Exercise prompt
From the first line to the last, transcribe the data exactly.

Records

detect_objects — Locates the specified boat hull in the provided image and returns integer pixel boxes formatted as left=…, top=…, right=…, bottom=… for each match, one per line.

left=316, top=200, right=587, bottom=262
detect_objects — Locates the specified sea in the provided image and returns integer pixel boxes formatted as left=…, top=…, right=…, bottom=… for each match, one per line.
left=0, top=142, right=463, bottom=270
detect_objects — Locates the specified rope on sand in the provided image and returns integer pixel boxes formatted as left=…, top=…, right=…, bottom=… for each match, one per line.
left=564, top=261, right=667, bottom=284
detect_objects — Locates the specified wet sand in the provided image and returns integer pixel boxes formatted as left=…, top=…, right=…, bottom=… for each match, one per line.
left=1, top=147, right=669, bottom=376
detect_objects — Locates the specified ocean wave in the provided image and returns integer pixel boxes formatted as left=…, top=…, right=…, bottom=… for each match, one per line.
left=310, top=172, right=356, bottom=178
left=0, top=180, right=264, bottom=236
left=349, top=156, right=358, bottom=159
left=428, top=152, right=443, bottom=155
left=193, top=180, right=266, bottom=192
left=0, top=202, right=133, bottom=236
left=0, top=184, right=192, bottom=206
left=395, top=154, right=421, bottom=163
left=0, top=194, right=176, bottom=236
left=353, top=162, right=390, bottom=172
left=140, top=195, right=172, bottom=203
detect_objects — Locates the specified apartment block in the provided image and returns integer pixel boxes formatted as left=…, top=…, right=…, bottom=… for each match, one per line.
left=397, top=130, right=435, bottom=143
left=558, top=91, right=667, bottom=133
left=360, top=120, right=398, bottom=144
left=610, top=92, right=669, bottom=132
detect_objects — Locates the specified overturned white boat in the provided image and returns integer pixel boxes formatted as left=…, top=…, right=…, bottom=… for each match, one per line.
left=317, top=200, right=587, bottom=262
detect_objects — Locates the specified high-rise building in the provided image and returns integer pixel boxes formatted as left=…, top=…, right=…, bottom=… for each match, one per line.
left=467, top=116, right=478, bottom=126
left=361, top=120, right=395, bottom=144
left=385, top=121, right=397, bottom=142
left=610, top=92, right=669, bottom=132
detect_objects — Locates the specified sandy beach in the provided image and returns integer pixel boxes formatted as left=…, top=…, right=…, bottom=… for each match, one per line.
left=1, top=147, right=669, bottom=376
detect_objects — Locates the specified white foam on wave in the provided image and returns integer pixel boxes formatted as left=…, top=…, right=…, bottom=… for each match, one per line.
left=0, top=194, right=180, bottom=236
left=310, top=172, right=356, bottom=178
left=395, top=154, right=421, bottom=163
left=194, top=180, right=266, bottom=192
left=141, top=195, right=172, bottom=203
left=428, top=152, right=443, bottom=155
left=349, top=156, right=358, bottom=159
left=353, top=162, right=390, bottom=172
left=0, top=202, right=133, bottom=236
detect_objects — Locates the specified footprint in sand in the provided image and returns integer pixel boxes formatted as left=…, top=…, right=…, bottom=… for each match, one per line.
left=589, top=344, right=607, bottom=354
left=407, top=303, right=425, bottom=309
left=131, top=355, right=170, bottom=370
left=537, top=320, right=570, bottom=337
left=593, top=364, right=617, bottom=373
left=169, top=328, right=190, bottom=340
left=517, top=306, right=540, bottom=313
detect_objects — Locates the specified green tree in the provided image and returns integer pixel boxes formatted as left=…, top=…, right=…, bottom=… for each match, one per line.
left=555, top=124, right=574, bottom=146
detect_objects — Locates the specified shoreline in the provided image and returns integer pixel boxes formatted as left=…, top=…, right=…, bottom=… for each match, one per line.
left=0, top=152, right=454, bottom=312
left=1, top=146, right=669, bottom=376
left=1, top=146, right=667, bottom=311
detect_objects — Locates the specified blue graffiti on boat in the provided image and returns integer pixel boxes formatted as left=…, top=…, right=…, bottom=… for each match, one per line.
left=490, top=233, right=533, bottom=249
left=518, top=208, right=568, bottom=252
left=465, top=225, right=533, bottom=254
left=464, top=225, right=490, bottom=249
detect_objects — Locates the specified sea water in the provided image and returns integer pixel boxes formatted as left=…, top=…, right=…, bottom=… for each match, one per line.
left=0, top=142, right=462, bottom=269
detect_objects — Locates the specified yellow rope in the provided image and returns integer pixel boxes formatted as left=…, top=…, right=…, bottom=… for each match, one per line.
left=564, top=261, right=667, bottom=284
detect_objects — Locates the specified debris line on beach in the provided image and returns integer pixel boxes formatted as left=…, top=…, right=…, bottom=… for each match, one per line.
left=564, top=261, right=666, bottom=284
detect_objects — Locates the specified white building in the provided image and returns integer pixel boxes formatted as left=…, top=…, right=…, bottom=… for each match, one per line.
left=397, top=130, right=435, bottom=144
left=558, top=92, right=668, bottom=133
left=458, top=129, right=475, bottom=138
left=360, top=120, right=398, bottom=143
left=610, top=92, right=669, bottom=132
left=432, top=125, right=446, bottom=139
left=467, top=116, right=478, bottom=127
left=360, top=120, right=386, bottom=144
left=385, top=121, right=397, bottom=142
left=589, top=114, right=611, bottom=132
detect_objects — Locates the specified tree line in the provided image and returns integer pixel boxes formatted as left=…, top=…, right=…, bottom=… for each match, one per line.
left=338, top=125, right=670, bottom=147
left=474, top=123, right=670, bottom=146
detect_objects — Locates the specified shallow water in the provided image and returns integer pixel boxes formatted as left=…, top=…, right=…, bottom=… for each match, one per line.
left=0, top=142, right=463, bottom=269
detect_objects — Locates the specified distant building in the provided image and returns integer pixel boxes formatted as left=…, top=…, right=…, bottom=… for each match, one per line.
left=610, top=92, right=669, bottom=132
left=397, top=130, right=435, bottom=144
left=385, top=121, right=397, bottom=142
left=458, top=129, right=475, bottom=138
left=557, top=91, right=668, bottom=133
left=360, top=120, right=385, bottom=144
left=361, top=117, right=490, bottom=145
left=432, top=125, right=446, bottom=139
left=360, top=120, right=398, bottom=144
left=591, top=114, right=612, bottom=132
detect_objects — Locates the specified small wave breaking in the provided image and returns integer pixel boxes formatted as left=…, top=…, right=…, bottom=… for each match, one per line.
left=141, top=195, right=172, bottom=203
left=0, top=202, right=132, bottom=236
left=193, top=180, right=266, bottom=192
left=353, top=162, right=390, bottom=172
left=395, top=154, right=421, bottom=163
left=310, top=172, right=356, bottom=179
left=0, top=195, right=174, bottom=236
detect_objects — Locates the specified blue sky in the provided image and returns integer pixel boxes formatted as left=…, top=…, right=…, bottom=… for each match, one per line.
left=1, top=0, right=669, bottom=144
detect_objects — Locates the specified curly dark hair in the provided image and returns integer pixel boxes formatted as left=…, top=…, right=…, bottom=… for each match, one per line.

Task output
detect_objects — Locates the specified boat hull in the provided image and returns integer pixel boxes formatted as left=…, top=…, right=…, bottom=… for each match, one per line.

left=316, top=200, right=587, bottom=262
detect_objects — Locates the specified sea in the provided image and returns integer pixel boxes formatted as left=…, top=…, right=…, bottom=… for each match, one per line.
left=0, top=142, right=463, bottom=270
detect_objects — Locates the specified rope on sand in the provided image and returns integer pixel boxes formatted as left=…, top=…, right=…, bottom=… for each match, one per line.
left=564, top=261, right=667, bottom=284
detect_objects — Locates the specified wet sand in the provided image and returns integer pixel boxes formatted as left=…, top=…, right=…, bottom=… for each match, one per line.
left=1, top=147, right=669, bottom=376
detect_objects — Locates the specified ocean wave in the provided image and returns integer pixel boxes formatted as left=…, top=…, right=…, bottom=… for each match, one per line.
left=310, top=172, right=356, bottom=178
left=0, top=180, right=264, bottom=236
left=349, top=156, right=358, bottom=159
left=428, top=152, right=443, bottom=155
left=193, top=180, right=266, bottom=192
left=0, top=202, right=133, bottom=236
left=0, top=184, right=192, bottom=206
left=395, top=154, right=421, bottom=163
left=0, top=194, right=176, bottom=236
left=353, top=162, right=390, bottom=172
left=140, top=195, right=172, bottom=203
detect_objects — Locates the specified apartment block in the provided image and returns integer pixel boxes formatted as left=…, top=…, right=…, bottom=… for each match, one per line.
left=397, top=130, right=435, bottom=143
left=558, top=91, right=667, bottom=133
left=360, top=120, right=398, bottom=144
left=610, top=92, right=669, bottom=132
detect_objects — Locates the specified overturned white boat in the provided image and returns integer pixel boxes formatted as left=…, top=…, right=…, bottom=… for each match, one per line.
left=317, top=200, right=587, bottom=262
detect_objects — Locates the specified high-rise building in the provided image and returns integer pixel boxes formatted as left=…, top=…, right=…, bottom=… for each match, one per line.
left=467, top=116, right=478, bottom=126
left=361, top=120, right=395, bottom=144
left=385, top=121, right=397, bottom=142
left=610, top=92, right=669, bottom=132
detect_objects — Locates the specified sandy beach in the provided image and returns integer pixel boxes formatted as left=…, top=…, right=…, bottom=… for each match, one per line.
left=1, top=147, right=669, bottom=376
detect_objects — Locates the specified white foam on wave in the provided image and returns integer pixel boxes formatted as left=…, top=…, right=…, bottom=… for each match, one per line.
left=0, top=194, right=180, bottom=236
left=310, top=172, right=356, bottom=178
left=395, top=154, right=421, bottom=163
left=194, top=180, right=266, bottom=192
left=141, top=195, right=172, bottom=203
left=428, top=152, right=443, bottom=155
left=349, top=156, right=358, bottom=159
left=353, top=162, right=390, bottom=172
left=0, top=202, right=133, bottom=236
detect_objects — Locates the specified footprint in sand in the provided image and returns integer pixel boxes formatted as left=…, top=…, right=…, bottom=… for each match, one per line.
left=589, top=344, right=607, bottom=354
left=407, top=303, right=425, bottom=309
left=131, top=355, right=170, bottom=370
left=537, top=320, right=570, bottom=337
left=593, top=364, right=617, bottom=373
left=169, top=328, right=190, bottom=340
left=517, top=306, right=540, bottom=313
detect_objects — Locates the specified green tree in the provided image and returns integer pixel boxes formatted as left=…, top=…, right=…, bottom=… for each match, one per line.
left=555, top=124, right=574, bottom=146
detect_objects — Locates the specified shoreline in the provided image and returns integer pixel boxes formatted as left=…, top=…, right=…, bottom=… for each match, one per line.
left=0, top=152, right=454, bottom=312
left=1, top=146, right=669, bottom=376
left=1, top=146, right=667, bottom=311
detect_objects — Locates the specified blue graffiti on boat in the provided image and returns integer pixel boxes formatted as left=…, top=…, right=…, bottom=… for each match, one per line.
left=490, top=233, right=533, bottom=249
left=518, top=208, right=568, bottom=252
left=465, top=225, right=533, bottom=254
left=464, top=225, right=490, bottom=249
detect_objects — Locates the specified sea water in the provided image and returns integer pixel boxes formatted as left=…, top=…, right=…, bottom=… for each match, one per line.
left=0, top=142, right=462, bottom=269
detect_objects — Locates the specified yellow rope in the provided image and returns integer pixel boxes formatted as left=…, top=…, right=…, bottom=… for each match, one per line.
left=564, top=261, right=667, bottom=284
detect_objects — Locates the specified debris line on beach in the provided image and returns integer pixel boxes formatted as left=…, top=…, right=…, bottom=… for each match, one per line.
left=564, top=261, right=666, bottom=284
detect_objects — Locates the specified white building in the provided image and returns integer pixel boxes formatted as left=…, top=…, right=…, bottom=… for each match, one per line.
left=397, top=130, right=435, bottom=144
left=558, top=92, right=668, bottom=133
left=458, top=129, right=475, bottom=138
left=360, top=120, right=398, bottom=143
left=610, top=92, right=669, bottom=132
left=432, top=125, right=446, bottom=139
left=467, top=116, right=478, bottom=127
left=360, top=120, right=386, bottom=144
left=385, top=121, right=397, bottom=142
left=589, top=114, right=611, bottom=132
detect_objects — Locates the specified tree line in the provided image and returns integer pixel boxes formatted as left=…, top=…, right=…, bottom=… for each match, one per line.
left=338, top=125, right=670, bottom=147
left=474, top=123, right=670, bottom=146
detect_objects — Locates the specified shallow water in the provided image and returns integer pixel boxes formatted as left=…, top=…, right=…, bottom=… for each match, one per line.
left=0, top=142, right=463, bottom=269
detect_objects — Locates the specified distant building in the provided image and returns integer pixel boxes formatted as left=…, top=…, right=…, bottom=… for each match, one per line.
left=610, top=92, right=669, bottom=132
left=397, top=130, right=435, bottom=144
left=385, top=121, right=397, bottom=142
left=458, top=129, right=475, bottom=138
left=557, top=91, right=668, bottom=133
left=360, top=120, right=385, bottom=144
left=361, top=117, right=490, bottom=145
left=432, top=125, right=446, bottom=139
left=360, top=120, right=398, bottom=144
left=591, top=114, right=612, bottom=132
detect_objects — Locates the specified small wave breaking in the provided image and returns integer pixel boxes formatted as left=…, top=…, right=…, bottom=… for each match, one per line.
left=141, top=195, right=172, bottom=203
left=0, top=202, right=132, bottom=236
left=193, top=180, right=266, bottom=192
left=353, top=162, right=390, bottom=172
left=395, top=154, right=421, bottom=163
left=310, top=172, right=356, bottom=179
left=0, top=195, right=174, bottom=236
detect_objects — Locates the specified blue sky in the provided image and returns integer pixel boxes formatted as left=…, top=…, right=…, bottom=… for each match, one per line.
left=1, top=0, right=669, bottom=144
detect_objects — Locates the specified curly dark hair in the provided image and returns integer pixel boxes formatted as left=…, top=…, right=…, bottom=… for each match, one per line.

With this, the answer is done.